### The tasks
(1) Which steps does claim 1 of the X-ray tube patent page list for the claimed method? Name every one of them.
(2) Continue the X-ray tube patent page, picking up right after the end of claim 1.

### Extracted text
US12035452B2ActiveUtilityA1

Operating an X-ray tube

44
Assignee: SIEMENS HEALTHCARE GMBHPriority: Sep 1, 2021Filed: Aug 29, 2022Granted: Jul 9, 2024
Est. expirySep 1, 2041(~15.1 yrs left)· nominal 20-yr term from priority
H05G 1/46H05G 1/085
44
PatentIndex Score
0
Cited by
14
References
20
Claims

Abstract

An X-ray tube has at least one grid electrode arranged between an anode electrode and a cathode electrode. Via a focusing unit, an electron flow from the cathode electrode to the anode electrode is focused in that the focusing unit supplies the grid electrode with a first electric grid potential. The focusing unit is supplied with electrical energy in an electrically isolated manner via an energy converter. The first electric grid potential is provided via an adjustable voltage divider, and the adjustable voltage divider is adjusted via a control circuit of the focusing unit in that the control circuit is supplied with an electrically isolated control signal of a control unit. The control signal depends on a value for the first electric grid potential.

Claims

exact text as granted — not AI-modified
What is claimed is: 
     
       1. A method for operating an X-ray tube having at least one grid electrode arranged between an anode electrode and a cathode electrode, wherein an electron flow from the cathode electrode to the anode electrode is focused via a focusing unit, and wherein the focusing unit is configured to supply the at least one grid electrode, at least in a focusing mode, with a first electric grid potential to focus the electron flow, the method comprising:
 supplying the focusing unit with electrical energy in an electrically isolated manner via an energy converter; 
 providing the first electric grid potential via an adjustable voltage divider of the focusing unit; 
 adjusting the adjustable voltage divider via a control circuit of the focusing unit, the adjusting including supplying the control circuit with at least one electrically isolated control signal of a control unit that is electrically isolated from the X-ray tube, wherein the at least one electrically isolated control signal depends on a value for the first electric grid potential; and 
 adjusting an electric power of the energy converter based on the value for the first electric grid potential.

### Record extracts
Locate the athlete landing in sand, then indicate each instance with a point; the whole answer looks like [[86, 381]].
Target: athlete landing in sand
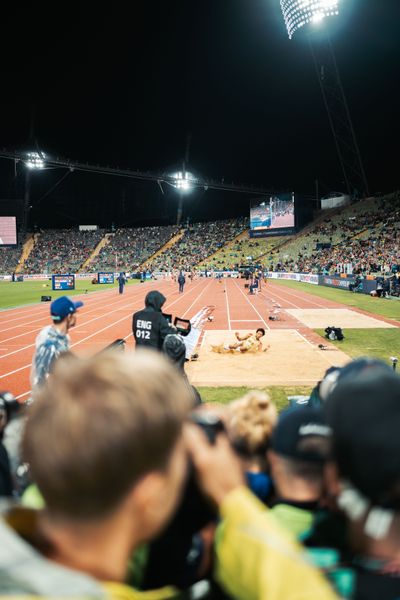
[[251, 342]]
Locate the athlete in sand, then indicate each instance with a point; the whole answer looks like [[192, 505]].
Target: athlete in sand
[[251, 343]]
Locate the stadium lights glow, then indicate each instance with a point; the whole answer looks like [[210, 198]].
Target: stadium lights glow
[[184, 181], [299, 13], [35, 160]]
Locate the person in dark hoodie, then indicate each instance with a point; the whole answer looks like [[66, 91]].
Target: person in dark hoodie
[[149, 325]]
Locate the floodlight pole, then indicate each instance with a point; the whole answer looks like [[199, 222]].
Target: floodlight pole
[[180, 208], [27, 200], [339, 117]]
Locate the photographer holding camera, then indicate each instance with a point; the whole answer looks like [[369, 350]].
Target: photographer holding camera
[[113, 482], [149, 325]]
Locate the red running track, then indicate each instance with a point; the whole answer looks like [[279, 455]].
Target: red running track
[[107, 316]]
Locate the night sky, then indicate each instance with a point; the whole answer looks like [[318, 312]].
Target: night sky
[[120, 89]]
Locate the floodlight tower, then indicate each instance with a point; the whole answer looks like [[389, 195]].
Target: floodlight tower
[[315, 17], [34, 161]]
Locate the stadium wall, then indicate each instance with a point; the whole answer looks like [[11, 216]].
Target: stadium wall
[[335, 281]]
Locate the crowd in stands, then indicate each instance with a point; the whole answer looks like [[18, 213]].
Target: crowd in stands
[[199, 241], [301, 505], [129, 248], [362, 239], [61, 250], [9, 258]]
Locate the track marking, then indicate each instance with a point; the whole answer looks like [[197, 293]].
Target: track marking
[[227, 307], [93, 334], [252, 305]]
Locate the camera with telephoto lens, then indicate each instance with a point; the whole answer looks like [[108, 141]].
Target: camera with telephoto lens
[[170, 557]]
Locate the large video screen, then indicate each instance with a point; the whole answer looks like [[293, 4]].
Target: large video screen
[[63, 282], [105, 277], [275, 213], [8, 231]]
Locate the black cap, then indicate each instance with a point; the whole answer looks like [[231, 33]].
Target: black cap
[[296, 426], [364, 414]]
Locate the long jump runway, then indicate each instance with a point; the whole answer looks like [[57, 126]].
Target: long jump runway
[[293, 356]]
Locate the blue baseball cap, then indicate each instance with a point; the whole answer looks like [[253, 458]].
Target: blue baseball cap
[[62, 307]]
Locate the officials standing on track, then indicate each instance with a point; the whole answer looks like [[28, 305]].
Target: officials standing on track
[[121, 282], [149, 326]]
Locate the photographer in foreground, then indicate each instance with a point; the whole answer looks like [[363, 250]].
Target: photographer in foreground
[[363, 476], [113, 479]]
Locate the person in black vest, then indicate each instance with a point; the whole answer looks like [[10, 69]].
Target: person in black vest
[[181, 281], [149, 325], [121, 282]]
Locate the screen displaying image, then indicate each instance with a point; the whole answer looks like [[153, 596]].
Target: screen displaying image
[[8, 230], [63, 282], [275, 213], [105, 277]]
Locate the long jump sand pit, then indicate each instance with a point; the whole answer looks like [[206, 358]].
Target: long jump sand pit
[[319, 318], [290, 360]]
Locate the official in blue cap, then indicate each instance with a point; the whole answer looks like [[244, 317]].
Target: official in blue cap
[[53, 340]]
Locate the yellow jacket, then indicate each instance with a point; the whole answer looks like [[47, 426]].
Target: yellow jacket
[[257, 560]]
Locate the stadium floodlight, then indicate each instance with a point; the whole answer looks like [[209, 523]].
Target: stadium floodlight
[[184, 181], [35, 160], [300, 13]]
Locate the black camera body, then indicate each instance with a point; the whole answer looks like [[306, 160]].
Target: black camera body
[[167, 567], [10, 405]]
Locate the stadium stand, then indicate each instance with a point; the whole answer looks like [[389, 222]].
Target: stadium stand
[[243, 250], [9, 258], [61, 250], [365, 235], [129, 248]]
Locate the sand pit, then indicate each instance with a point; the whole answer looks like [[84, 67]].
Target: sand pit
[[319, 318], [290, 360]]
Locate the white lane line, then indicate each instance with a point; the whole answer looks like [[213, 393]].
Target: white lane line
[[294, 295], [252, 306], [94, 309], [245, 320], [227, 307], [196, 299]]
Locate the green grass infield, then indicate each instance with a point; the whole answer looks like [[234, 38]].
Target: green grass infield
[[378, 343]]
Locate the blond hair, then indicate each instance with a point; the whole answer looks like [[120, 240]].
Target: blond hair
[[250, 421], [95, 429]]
* * *
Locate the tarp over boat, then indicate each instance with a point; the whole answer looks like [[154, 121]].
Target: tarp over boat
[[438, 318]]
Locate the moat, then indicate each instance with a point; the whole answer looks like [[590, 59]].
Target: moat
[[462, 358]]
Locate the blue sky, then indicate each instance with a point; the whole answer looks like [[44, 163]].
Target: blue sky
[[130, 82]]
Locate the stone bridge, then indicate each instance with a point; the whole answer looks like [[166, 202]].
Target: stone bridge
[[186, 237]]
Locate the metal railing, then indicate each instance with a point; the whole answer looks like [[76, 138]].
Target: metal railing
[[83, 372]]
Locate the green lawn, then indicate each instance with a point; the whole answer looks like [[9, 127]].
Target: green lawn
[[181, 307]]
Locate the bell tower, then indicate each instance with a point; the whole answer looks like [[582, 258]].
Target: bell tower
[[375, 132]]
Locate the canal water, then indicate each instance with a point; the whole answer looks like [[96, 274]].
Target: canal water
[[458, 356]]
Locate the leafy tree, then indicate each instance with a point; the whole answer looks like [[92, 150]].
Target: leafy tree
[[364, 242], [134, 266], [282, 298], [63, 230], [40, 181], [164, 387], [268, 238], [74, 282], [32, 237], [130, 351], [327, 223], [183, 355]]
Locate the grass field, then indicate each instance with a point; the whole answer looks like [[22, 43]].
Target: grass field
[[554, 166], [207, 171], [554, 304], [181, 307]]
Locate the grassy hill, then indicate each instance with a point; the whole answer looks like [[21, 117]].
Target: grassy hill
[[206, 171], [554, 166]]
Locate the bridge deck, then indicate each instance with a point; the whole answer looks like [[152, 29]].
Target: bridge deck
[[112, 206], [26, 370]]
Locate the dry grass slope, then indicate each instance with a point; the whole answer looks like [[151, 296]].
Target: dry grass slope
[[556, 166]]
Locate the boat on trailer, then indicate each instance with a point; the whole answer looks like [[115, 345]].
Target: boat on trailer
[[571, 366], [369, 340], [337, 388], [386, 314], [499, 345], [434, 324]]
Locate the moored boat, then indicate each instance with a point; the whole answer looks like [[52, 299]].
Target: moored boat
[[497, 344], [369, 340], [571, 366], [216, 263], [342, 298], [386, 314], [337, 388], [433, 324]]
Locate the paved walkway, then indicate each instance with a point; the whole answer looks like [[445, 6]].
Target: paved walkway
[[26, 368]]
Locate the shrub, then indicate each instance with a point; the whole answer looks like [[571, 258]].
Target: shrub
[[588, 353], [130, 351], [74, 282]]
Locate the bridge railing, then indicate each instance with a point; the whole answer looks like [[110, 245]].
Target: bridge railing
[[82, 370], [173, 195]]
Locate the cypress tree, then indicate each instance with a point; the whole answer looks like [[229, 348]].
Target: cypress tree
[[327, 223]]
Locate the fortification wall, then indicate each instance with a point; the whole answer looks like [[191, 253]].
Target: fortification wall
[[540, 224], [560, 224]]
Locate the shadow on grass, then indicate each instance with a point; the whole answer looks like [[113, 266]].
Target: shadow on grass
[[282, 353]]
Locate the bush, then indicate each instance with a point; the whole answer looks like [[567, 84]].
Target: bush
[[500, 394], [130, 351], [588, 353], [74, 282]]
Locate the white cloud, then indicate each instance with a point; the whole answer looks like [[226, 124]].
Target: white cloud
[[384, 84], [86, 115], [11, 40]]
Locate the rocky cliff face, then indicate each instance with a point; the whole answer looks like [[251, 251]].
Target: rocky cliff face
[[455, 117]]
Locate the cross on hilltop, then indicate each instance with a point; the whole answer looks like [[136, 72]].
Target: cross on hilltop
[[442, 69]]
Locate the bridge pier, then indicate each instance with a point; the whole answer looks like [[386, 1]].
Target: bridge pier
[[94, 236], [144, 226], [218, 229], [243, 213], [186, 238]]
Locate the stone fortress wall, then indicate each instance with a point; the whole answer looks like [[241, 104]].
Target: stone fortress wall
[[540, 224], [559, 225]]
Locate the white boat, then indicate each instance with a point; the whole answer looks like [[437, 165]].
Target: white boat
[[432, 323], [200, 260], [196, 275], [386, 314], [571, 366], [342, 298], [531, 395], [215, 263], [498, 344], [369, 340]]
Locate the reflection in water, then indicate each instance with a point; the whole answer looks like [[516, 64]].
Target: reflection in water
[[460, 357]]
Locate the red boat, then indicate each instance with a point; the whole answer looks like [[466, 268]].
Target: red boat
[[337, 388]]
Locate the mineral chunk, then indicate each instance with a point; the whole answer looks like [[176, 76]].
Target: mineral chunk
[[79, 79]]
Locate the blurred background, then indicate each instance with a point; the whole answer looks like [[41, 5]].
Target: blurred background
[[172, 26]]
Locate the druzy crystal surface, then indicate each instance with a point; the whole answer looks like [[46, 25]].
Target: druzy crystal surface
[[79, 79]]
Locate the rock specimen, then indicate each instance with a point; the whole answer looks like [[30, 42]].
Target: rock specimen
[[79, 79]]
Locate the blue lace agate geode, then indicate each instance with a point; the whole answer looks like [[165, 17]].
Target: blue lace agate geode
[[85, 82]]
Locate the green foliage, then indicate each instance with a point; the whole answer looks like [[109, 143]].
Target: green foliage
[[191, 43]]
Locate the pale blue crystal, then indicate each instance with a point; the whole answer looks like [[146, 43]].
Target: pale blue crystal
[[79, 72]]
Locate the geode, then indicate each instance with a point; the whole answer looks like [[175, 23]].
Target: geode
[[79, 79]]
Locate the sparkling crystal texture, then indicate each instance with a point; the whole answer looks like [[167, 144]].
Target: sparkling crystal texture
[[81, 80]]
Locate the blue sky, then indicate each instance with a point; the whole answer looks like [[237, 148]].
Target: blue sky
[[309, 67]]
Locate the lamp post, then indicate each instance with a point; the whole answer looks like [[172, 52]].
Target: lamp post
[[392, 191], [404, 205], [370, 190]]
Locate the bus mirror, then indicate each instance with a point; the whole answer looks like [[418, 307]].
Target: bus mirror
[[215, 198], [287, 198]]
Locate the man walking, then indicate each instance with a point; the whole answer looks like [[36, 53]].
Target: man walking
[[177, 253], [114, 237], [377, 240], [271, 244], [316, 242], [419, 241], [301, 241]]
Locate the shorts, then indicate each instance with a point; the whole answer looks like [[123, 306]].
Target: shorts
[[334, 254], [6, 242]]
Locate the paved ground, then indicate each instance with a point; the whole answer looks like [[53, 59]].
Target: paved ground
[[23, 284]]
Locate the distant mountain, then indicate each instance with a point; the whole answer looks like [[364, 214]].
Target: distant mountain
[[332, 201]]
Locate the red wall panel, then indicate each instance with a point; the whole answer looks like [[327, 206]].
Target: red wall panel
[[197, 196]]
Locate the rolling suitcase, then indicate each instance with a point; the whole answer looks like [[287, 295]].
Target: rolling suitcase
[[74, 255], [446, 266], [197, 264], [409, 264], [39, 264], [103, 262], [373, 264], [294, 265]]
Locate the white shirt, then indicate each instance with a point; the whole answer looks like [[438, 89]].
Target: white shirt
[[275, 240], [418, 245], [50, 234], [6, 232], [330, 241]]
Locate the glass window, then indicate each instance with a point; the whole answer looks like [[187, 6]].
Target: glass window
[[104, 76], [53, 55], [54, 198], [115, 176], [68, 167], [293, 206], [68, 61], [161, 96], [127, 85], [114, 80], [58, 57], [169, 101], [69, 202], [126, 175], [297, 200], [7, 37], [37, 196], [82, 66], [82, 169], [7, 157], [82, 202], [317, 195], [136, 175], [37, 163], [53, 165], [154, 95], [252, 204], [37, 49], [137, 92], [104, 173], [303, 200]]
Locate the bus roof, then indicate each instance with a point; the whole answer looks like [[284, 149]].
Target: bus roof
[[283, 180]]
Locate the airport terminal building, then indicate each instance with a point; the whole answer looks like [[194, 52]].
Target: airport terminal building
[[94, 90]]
* * *
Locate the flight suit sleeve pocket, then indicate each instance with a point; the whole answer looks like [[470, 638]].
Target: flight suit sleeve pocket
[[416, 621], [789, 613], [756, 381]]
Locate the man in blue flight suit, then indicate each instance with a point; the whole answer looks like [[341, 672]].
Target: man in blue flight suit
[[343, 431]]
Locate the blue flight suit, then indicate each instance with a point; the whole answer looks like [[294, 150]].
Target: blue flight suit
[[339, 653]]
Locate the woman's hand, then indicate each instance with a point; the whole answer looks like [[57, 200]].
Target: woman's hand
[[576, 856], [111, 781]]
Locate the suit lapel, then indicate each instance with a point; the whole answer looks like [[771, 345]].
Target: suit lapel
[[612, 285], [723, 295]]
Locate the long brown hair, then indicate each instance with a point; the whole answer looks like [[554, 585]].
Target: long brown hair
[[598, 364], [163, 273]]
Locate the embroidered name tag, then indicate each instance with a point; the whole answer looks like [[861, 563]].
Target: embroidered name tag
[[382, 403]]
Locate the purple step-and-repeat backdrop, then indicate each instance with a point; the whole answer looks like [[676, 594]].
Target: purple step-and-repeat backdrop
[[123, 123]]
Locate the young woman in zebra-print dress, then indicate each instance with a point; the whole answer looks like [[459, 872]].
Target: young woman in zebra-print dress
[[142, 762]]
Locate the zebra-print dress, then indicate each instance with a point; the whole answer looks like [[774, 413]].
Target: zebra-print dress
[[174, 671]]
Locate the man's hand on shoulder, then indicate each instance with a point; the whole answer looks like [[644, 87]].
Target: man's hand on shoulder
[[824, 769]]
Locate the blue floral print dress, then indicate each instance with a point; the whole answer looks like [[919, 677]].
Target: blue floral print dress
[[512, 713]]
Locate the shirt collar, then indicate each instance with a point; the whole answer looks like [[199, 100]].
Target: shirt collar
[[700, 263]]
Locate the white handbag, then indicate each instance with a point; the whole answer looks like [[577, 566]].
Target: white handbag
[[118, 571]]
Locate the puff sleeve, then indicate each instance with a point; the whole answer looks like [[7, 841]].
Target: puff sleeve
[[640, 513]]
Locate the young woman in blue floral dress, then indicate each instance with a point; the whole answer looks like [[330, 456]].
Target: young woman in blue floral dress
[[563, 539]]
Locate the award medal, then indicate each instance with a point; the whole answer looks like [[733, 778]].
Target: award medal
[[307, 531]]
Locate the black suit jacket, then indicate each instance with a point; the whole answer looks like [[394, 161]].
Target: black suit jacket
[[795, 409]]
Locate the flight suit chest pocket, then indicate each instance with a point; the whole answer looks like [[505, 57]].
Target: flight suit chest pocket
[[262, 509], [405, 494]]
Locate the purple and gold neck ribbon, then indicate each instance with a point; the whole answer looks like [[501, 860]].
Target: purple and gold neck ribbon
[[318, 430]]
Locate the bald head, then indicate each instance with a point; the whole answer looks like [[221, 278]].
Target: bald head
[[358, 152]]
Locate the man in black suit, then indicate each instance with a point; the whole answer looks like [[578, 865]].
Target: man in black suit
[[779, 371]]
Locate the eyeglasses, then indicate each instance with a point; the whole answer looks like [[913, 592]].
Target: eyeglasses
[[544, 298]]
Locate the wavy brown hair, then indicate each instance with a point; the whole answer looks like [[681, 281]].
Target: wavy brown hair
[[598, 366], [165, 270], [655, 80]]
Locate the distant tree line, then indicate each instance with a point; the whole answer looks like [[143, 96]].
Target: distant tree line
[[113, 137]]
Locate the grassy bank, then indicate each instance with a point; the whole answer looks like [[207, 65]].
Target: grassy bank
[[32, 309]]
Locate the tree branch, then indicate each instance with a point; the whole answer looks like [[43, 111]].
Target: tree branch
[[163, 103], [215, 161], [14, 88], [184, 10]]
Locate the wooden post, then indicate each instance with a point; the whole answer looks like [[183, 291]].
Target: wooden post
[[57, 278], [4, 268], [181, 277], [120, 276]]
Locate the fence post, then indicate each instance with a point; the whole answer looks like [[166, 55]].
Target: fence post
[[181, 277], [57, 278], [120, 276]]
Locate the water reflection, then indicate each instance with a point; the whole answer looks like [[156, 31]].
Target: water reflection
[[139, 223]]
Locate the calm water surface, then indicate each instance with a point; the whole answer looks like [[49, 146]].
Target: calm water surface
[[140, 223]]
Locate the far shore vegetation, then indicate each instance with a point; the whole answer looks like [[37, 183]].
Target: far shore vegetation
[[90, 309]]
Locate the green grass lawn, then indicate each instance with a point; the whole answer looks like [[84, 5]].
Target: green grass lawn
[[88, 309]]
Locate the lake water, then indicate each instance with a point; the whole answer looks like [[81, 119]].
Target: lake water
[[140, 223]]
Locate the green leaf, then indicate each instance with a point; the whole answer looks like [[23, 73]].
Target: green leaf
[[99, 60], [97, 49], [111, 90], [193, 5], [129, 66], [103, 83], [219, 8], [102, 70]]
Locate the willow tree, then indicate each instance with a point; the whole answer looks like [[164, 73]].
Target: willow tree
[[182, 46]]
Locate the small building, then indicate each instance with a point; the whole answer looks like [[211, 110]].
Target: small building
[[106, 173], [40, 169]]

### Outputs for the tasks
(1)
1. Supplying the focusing unit with electrical energy in an electrically isolated manner via an energy converter.
2. Providing the first electric grid potential via an adjustable voltage divider of the focusing unit.
3. Adjusting the adjustable voltage divider via a control circuit of the focusing unit. This includes supplying the control circuit with at least one electrically isolated control signal of a control unit that is electrically isolated from the X-ray tube, where the control signal depends on a value for the first electric grid potential.
4. Adjusting an electric power of the energy converter based on the value for the first electric grid potential.

(2)
 
     
     
       2. The method as claimed in  claim 1 , further comprising:
 selecting the electric power of the energy converter based on at least one of electric power, an electrical voltage or an electrical current of the focusing unit, the at least one of the electric power, the electrical voltage or the electrical current being required by the focusing unit to provide the first electric grid potential. 
 
     
     
       3. The method as claimed in  claim 2 , further comprising:
 ascertaining the electric power of the energy converter based on a characteristic diagram. 
 
     
     
       4. The method as claimed in  claim 2 , wherein the energy converter is operated in an operating mode in which the energy converter provides an adjustably constant electrical current at a side of the focusing unit. 
     
     
       5. The method as claimed in  claim 2 , wherein
 the energy converter includes a voltage transformer coupled to an electrical energy source and an electrically isolating resonant converter, 
 the electrically isolating resonant converter is electrically coupled to the voltage transformer at an input side, and at least to the focusing unit at an output side, and 
 an input current of the electrically isolating resonant converter is adjusted based on the value for the first electric grid potential.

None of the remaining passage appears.